[Record list]:
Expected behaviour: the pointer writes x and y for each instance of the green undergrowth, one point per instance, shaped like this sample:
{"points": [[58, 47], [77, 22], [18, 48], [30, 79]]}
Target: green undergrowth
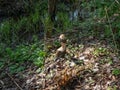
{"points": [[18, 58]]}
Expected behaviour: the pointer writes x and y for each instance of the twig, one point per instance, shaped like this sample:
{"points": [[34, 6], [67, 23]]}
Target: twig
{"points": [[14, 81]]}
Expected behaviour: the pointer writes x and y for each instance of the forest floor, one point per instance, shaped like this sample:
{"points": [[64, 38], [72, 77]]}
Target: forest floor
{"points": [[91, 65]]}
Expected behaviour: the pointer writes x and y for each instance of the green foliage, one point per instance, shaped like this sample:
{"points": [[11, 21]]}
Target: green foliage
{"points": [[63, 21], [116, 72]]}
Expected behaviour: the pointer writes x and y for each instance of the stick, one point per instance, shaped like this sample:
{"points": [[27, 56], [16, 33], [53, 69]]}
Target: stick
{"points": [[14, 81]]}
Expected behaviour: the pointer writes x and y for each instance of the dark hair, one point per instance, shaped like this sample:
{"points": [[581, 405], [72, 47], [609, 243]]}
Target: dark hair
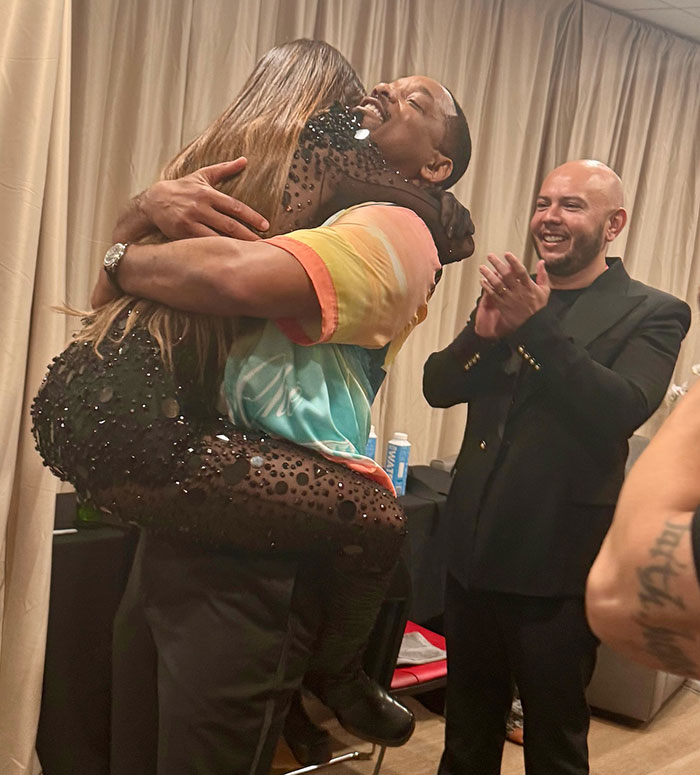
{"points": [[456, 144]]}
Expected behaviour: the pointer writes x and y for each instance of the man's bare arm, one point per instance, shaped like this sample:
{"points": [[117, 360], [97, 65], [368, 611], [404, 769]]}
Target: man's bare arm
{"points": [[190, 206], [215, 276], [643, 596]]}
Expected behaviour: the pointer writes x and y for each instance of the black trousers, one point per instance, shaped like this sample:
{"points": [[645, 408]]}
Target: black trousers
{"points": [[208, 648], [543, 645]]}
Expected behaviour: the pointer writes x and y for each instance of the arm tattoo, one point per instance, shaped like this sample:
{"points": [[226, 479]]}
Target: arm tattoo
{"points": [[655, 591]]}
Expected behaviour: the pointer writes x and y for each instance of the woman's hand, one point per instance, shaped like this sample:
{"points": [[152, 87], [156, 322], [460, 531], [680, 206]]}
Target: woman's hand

[Written exercise]:
Keep the pictures out and write out the records exactly.

[Response to the task]:
Expected behaviour: the pointer writes x and y for each instance of the green undergrowth, one point per instance, shaped like this sample:
{"points": [[58, 47], [77, 22], [18, 48], [30, 79]]}
Target: green undergrowth
{"points": [[18, 58]]}
Expected behaviour: the pointer writes x and y for each instance of the twig, one point per instance, shaped like this sample:
{"points": [[34, 6], [67, 23]]}
Target: twig
{"points": [[14, 81]]}
Expected behaviour: the pointer writes x and y for each instance of the forest floor, one point per instance, shaped like this sample:
{"points": [[64, 38], [72, 77]]}
Target: forest floor
{"points": [[91, 65]]}
Expected behaviour: the pointer writes x and y for each instance of the green foliage, one point per instance, shaped like this sample:
{"points": [[11, 21]]}
Target: green foliage
{"points": [[63, 21], [116, 72]]}
Expected behaviour: the pointer writes x and y for each instance of the stick, one point per instance, shaped like this sample:
{"points": [[27, 56], [16, 33], [53, 69]]}
Target: stick
{"points": [[14, 81]]}
Expected behaviour: the pointer writes x and y for each instance of the dark hair, one point per instance, shaped like this sample:
{"points": [[581, 405], [72, 47], [609, 243]]}
Target: dark hair
{"points": [[456, 144]]}
Expected behaviour: the pointer writes x and y for each instance of the man's bare arm, one point per instance, shaped like this sample:
{"points": [[117, 360], [97, 65], [368, 611], [404, 769]]}
Target: man's bare arm
{"points": [[190, 206], [215, 276], [643, 596]]}
Expected behaviour: the pointer writes x and y for each instance of the black trousers, one point per instance, shaped like this sample:
{"points": [[645, 408]]}
Target: black trousers
{"points": [[208, 648], [543, 645]]}
Expected behaviour: the pointer writes x and y for each instance of the arm tattoo, one point per instance, shaped like this sample:
{"points": [[226, 479]]}
Target: arm tattoo
{"points": [[655, 591]]}
Expected behaviour: the pointer writes x and y for each instance of the woman's hand, one point per instance, shaped like this sample:
{"points": [[152, 87], [156, 322], [460, 531], [680, 206]]}
Target: woman's hand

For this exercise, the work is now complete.